▶ EXCERPT TO READ:
_ _ _ _
Typically it goes like this:
* In the "mXXXXX_init" kernel you write into `tmps` at the end.
* In the "mXXXXX_loop" kernel you read from `tmps` at the beginning and write into `tmps` at the end.
* In the "mXXXXX_comp" kernel you read from `tmps` at the beginning.
For slow hashes it is recommended to use vector data types if your algorithm allows to do so. If you use vector data types, use it in the _loop kernel only. Make sure to inform hashcat about using the appropriate opts_type option (see modules section).
## Hashcat Crypto Library ##
The hashcat crypto library interface is very close to the OpenSSL interface with the typical Init(), Update() and Final() calls. But there are some important differences:
* The OpenSSL interface is designed with the idea the library is executed on a device which supports 8 bit, 32 bit and 64 bit registers. The hashcat crypto library is designed with the idea it is executed on a device which supports -only- 32 bit registers (like a GPU).
* The OpenSSL interface does not support the use of vector data types. This makes sense since in a typical use case scenario of OpenSSL there is no need to compute multiple keys based on multiple passwords at the same time. However, if we want to utilize special CPU instructions like SSE2, AVX2, XOP, etc. we need to write our code using vector data types. This enables the OpenCL runtime to do the translation. The hashcat crypto library therefore supports both scalar and vector data types as input data, but you need to use a different context data type. For instance, sha1_ctx_vector_t instead of sha1_ctx_t.
Working with the hashcat crypto libraries is straightforward. There are however some limitations you need to know about and you need to align with. The functions are designed to make it more easy for you to develop kernels, but they are written with performance in mind. This is achieved by using different optimization techniques. For instance, a crypto library cannot know how much data the user will provide. It therefore has to keep some buffers in the context to maintain some offsets. Each update() typically changes the buffer values and the offset. Typically you would code this by using some pointers. But pointers are poison for high performance. The computation of the address requires at least a temporary register, one or more mul() and another add() instruction call. This can be avoided. To do so, most of the code is using large switch() statements to enable the kernel compiler to translate a lot of code directly to register without the need to use an address to access a certain value in an array. But this goes too deep. Check `OpenCL/inc_common.cl` if you want to know more about the details.
The most important limits are the following:
* Functions are not converting data to the native endianness operation mode of whatever crypto primitive you are using. This is different to regular crypto libraries and can create a lot of headache if you are not used to this! You need to convert the data manually (typically just a hc_swap32() or hc_swap64() call). Keep in mind that all compute devices supported by OpenCL which I know of, operate in LE byte order. For instance, MD5 is using LE byte order. This means that you do not need to swap any data. However, SHA1 has a BE byte order and you need to convert the data. This is why it is so important to have a POC to verify intermediate result values.
_ _ _ _
▶ CHALLENGE A:
Copy out the part of the records that opens with the line containing "ornament with red" and closes with the line containing "242 490 L 252", keeping every line identical.

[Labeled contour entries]
_ _ _ _
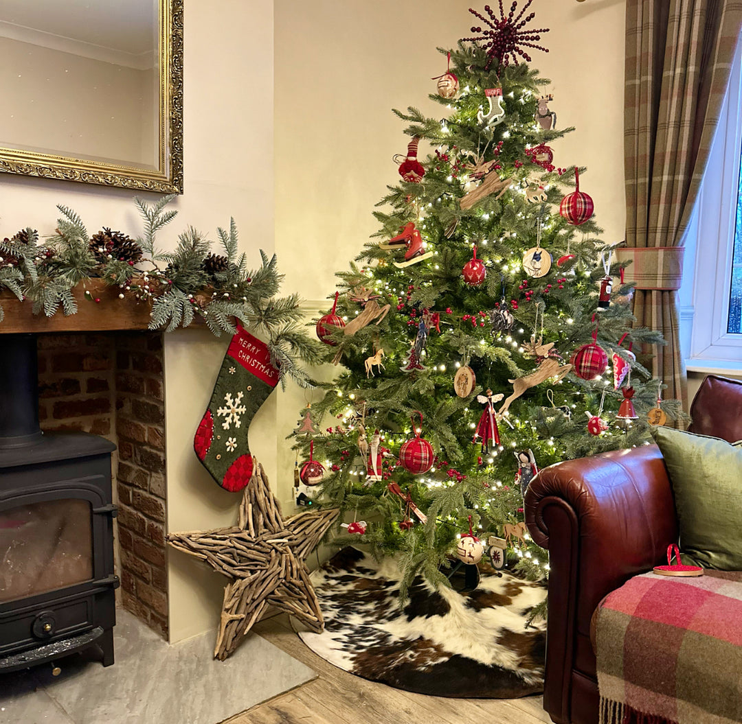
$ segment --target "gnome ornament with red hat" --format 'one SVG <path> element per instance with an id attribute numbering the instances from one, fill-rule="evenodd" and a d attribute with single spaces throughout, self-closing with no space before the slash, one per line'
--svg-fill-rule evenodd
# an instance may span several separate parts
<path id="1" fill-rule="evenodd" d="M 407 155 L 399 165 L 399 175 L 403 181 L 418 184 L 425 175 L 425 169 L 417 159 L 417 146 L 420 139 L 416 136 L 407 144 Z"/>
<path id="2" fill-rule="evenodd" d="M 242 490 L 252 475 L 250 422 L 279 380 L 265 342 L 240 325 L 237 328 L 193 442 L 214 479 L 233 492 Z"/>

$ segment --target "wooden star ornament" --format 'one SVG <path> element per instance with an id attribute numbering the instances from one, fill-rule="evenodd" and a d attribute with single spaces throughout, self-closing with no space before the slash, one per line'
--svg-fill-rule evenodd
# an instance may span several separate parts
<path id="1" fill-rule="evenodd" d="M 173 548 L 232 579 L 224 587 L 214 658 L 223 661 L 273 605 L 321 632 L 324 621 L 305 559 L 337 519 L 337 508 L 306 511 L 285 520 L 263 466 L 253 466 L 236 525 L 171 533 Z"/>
_ _ _ _
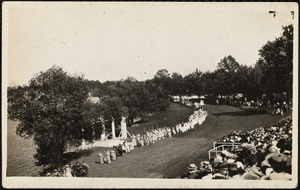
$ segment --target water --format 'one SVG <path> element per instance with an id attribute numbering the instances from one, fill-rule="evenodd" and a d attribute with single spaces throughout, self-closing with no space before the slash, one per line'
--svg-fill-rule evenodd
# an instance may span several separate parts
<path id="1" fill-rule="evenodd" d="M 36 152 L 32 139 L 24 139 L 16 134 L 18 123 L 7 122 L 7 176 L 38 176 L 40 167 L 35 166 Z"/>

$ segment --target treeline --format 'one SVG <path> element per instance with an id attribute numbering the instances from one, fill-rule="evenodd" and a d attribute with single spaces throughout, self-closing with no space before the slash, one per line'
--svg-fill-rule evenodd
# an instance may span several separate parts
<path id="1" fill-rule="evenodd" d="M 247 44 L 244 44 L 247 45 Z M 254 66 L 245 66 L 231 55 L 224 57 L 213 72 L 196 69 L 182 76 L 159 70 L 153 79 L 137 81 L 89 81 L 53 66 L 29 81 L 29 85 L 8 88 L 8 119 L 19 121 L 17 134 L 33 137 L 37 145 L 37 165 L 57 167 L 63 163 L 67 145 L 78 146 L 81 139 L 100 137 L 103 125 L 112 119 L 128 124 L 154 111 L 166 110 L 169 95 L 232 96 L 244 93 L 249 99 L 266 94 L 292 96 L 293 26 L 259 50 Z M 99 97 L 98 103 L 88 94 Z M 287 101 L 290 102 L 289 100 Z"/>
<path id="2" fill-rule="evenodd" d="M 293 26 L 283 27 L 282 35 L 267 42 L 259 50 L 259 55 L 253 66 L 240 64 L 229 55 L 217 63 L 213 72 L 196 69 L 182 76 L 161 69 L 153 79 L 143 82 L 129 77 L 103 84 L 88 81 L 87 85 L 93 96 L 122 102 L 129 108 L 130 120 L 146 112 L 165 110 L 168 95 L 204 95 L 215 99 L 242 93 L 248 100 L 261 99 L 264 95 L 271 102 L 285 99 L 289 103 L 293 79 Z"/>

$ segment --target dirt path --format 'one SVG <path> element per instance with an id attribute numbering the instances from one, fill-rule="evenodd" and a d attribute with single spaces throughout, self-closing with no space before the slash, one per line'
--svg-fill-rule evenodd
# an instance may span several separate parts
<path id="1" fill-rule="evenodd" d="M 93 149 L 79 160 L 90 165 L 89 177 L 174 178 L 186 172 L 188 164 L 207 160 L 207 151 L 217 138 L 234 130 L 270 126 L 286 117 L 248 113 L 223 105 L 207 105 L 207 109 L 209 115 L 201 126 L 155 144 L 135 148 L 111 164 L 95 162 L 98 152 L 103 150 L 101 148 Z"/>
_ _ _ _
▶ CHALLENGE B:
According to the hashcat excerpt, why does most of the crypto library code rely on large switch() statements instead of pointers?

▶ TASK SOLUTION A:
$ segment --target "gnome ornament with red hat" --format 'one SVG <path> element per instance with an id attribute numbering the instances from one, fill-rule="evenodd" and a d attribute with single spaces throughout, self-closing with no space before the slash, one per line'
--svg-fill-rule evenodd
# an instance may span several separate parts
<path id="1" fill-rule="evenodd" d="M 407 155 L 399 165 L 399 175 L 403 181 L 418 184 L 425 175 L 425 169 L 417 159 L 417 146 L 420 139 L 416 136 L 407 144 Z"/>
<path id="2" fill-rule="evenodd" d="M 242 490 L 252 475 L 250 422 L 279 380 L 265 342 L 240 325 L 237 328 L 193 442 L 214 479 L 233 492 Z"/>

▶ TASK SOLUTION B:
Pointers hurt performance because computing an address takes at least a temporary register, one or more mul() calls and another add() call. Large switch() statements let the kernel compiler translate much of the code directly to registers, so no address is needed to reach a value in an array.